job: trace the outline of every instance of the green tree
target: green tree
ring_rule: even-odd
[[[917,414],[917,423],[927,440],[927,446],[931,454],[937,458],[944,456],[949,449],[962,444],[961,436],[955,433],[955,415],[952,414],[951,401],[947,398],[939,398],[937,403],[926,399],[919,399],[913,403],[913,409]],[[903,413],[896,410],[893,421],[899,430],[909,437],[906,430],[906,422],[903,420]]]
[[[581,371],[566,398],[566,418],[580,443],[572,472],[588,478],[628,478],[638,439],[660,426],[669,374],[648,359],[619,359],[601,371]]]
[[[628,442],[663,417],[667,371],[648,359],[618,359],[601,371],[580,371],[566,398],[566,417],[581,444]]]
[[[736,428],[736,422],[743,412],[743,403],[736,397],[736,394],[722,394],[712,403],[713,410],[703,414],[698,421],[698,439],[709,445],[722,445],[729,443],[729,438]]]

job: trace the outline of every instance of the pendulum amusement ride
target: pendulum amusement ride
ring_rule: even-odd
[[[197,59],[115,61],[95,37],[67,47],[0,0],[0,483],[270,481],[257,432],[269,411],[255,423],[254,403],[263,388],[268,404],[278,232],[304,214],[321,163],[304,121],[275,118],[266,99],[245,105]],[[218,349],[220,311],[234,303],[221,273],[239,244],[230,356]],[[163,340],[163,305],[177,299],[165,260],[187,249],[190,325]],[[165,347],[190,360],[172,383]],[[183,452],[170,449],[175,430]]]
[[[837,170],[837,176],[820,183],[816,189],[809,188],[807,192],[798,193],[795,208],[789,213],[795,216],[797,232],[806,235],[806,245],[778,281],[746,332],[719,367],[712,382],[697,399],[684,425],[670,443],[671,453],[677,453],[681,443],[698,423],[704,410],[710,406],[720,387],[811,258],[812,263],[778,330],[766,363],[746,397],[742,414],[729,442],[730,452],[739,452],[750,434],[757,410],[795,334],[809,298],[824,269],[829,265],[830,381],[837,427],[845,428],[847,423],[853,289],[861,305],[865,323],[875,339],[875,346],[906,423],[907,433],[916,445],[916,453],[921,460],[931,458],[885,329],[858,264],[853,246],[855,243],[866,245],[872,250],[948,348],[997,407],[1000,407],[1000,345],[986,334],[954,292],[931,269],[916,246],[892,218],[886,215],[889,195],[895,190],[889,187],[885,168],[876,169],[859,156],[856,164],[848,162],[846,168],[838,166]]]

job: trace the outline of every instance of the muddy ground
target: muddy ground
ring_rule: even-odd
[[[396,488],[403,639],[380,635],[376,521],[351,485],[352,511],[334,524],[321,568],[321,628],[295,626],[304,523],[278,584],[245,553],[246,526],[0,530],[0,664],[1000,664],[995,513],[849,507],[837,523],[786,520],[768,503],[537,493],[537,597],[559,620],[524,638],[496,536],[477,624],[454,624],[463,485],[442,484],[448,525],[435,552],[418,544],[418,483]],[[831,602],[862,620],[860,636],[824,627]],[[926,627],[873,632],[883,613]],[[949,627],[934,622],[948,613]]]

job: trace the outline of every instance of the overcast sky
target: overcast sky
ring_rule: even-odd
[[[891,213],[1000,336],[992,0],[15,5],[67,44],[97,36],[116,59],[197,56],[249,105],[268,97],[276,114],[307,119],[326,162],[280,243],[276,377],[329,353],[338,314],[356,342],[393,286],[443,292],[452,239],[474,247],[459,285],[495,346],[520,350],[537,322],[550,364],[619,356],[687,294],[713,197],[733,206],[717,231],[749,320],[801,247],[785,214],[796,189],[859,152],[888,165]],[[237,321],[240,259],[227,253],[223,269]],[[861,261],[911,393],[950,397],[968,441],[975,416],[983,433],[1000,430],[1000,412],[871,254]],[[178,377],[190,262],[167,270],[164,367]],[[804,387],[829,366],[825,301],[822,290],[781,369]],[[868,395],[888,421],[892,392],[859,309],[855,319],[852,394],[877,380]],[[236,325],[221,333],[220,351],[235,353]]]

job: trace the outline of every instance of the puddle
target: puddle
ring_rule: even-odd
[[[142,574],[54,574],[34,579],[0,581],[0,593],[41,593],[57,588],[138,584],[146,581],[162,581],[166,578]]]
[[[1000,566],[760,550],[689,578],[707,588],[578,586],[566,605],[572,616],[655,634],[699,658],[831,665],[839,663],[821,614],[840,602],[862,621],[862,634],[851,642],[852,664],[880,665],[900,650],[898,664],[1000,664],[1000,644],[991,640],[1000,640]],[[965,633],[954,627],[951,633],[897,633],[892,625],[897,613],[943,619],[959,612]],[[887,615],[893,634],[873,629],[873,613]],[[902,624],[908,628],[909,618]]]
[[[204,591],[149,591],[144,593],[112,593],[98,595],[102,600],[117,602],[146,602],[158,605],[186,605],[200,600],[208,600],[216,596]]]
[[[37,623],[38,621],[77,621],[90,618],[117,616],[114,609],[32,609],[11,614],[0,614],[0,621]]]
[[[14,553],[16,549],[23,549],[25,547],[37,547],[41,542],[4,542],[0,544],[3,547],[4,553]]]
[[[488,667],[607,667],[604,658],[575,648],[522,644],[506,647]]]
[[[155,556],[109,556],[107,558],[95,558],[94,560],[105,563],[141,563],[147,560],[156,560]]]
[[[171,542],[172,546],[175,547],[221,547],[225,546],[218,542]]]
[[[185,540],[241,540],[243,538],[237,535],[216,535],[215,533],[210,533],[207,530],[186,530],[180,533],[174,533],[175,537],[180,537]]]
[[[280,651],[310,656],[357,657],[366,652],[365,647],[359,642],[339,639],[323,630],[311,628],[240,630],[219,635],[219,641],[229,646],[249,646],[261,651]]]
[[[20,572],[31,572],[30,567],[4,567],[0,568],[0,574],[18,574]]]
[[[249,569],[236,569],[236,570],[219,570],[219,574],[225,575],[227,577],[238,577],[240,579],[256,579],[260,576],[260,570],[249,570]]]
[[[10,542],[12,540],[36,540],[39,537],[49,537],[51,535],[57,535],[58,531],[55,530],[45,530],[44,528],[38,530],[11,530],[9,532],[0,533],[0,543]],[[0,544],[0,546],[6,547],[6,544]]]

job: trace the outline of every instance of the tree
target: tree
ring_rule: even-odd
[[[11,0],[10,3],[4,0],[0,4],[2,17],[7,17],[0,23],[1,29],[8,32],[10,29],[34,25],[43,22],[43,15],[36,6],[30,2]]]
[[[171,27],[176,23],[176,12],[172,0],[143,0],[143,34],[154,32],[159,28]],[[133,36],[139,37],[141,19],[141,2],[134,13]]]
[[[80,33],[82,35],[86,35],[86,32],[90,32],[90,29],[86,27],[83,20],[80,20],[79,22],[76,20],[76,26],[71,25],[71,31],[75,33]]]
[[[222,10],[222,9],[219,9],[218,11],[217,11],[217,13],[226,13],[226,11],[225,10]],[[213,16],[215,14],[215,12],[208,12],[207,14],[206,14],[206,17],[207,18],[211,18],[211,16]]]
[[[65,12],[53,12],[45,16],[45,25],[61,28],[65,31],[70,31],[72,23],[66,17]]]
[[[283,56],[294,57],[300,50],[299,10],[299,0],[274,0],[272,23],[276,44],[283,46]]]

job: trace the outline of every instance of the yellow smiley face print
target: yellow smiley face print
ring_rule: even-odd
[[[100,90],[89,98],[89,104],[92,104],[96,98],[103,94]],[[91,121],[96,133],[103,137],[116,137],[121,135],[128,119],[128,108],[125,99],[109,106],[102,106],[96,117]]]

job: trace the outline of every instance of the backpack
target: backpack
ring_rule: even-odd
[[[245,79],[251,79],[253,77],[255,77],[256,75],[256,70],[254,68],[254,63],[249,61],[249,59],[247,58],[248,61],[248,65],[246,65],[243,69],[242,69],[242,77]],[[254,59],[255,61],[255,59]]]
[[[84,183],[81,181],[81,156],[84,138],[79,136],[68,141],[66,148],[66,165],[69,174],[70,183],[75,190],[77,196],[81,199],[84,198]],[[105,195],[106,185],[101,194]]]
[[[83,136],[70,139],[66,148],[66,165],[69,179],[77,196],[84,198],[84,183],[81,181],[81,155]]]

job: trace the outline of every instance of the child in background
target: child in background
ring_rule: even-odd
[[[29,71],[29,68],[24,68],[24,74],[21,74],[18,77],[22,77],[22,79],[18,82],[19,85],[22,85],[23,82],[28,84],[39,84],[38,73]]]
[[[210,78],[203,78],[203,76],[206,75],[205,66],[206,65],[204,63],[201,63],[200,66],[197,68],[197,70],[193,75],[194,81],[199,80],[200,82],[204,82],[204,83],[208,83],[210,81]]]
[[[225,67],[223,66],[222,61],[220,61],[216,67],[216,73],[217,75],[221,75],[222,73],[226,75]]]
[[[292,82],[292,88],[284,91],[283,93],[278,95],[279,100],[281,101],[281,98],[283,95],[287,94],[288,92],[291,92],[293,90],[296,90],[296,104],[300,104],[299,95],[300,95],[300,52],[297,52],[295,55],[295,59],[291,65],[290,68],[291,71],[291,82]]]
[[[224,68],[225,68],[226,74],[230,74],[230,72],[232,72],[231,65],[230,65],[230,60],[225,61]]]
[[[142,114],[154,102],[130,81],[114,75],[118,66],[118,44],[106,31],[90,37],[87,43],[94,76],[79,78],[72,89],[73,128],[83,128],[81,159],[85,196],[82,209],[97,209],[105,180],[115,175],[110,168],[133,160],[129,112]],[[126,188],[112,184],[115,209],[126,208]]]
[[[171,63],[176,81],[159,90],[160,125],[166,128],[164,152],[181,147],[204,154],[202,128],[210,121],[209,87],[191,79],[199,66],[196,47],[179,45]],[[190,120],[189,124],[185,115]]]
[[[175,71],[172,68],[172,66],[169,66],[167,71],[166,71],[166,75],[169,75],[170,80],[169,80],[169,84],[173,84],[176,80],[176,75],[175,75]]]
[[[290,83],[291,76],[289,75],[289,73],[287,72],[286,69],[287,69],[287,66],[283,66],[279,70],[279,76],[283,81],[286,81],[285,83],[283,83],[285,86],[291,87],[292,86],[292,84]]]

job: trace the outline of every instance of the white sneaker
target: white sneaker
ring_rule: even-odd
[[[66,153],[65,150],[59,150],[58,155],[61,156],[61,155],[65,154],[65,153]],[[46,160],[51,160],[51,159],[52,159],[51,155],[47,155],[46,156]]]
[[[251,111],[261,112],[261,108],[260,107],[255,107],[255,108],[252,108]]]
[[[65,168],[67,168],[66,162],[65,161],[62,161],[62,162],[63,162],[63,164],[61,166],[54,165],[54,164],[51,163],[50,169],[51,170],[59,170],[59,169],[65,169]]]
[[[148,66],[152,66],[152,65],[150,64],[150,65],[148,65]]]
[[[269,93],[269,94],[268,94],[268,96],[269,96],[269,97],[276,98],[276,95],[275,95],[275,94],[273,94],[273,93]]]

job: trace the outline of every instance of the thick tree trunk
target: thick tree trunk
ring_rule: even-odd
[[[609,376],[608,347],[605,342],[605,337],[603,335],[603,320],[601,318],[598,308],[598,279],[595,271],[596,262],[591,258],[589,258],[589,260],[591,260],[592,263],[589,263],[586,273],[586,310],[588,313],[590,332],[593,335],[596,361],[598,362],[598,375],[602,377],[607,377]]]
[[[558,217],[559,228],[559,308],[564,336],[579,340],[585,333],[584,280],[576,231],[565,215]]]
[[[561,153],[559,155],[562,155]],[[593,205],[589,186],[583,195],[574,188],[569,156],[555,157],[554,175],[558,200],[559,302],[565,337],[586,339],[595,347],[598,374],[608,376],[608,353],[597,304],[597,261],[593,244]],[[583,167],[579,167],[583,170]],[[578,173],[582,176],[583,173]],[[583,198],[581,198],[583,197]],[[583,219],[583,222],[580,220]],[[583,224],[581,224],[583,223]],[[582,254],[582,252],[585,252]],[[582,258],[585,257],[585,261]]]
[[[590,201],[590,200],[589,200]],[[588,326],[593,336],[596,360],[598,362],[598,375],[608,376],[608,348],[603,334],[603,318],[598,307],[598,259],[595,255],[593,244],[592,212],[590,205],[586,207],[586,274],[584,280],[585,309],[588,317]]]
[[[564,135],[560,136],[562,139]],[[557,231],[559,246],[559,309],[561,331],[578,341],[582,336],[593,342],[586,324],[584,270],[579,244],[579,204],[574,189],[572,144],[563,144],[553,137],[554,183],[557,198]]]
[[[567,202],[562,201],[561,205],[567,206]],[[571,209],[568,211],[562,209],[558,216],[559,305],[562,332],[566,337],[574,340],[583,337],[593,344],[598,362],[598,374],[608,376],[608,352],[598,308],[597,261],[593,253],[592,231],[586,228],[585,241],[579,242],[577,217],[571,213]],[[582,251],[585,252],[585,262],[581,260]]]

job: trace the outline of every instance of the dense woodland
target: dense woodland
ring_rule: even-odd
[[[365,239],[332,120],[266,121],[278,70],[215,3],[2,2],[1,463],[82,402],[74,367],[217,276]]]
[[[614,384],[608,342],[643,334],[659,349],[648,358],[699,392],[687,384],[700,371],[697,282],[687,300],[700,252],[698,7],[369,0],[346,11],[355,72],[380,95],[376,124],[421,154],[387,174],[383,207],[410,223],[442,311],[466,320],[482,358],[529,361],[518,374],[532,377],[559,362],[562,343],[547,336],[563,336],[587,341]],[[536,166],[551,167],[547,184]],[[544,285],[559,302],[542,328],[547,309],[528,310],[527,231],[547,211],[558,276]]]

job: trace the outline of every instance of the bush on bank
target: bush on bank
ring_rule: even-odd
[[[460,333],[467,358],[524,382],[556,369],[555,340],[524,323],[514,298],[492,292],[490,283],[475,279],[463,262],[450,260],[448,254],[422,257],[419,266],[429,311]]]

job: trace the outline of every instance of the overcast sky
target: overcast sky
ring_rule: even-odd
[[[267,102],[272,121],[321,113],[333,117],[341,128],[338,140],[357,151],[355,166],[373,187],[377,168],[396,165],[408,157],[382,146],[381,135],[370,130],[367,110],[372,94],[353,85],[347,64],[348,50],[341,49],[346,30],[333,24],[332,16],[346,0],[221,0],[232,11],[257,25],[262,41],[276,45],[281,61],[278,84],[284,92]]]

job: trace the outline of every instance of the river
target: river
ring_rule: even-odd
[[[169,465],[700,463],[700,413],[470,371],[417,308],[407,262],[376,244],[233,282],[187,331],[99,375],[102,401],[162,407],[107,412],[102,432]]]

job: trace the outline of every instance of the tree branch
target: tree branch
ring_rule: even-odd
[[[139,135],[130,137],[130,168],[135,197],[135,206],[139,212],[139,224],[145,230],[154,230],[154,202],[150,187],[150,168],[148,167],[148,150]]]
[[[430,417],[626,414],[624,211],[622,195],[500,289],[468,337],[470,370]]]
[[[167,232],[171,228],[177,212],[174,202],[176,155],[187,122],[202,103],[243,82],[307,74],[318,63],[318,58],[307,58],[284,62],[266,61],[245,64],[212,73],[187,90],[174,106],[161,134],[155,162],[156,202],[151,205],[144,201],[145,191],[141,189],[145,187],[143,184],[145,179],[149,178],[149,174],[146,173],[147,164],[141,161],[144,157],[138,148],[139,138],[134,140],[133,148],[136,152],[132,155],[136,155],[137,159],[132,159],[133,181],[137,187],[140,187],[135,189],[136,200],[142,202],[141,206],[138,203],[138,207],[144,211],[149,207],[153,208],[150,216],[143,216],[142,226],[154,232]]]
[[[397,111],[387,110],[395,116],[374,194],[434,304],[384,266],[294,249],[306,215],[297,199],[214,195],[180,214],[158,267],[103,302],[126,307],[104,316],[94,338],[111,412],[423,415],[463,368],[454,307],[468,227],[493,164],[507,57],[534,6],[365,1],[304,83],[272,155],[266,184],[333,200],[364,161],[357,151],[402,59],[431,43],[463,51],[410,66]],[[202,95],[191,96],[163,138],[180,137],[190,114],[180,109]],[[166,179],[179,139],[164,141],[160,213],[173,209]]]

What to do
Only the lines that contain the word "trunk" should be copied from the material.

Answer to the problem
job: trace the outline of every instance of the thick tree trunk
target: thick tree trunk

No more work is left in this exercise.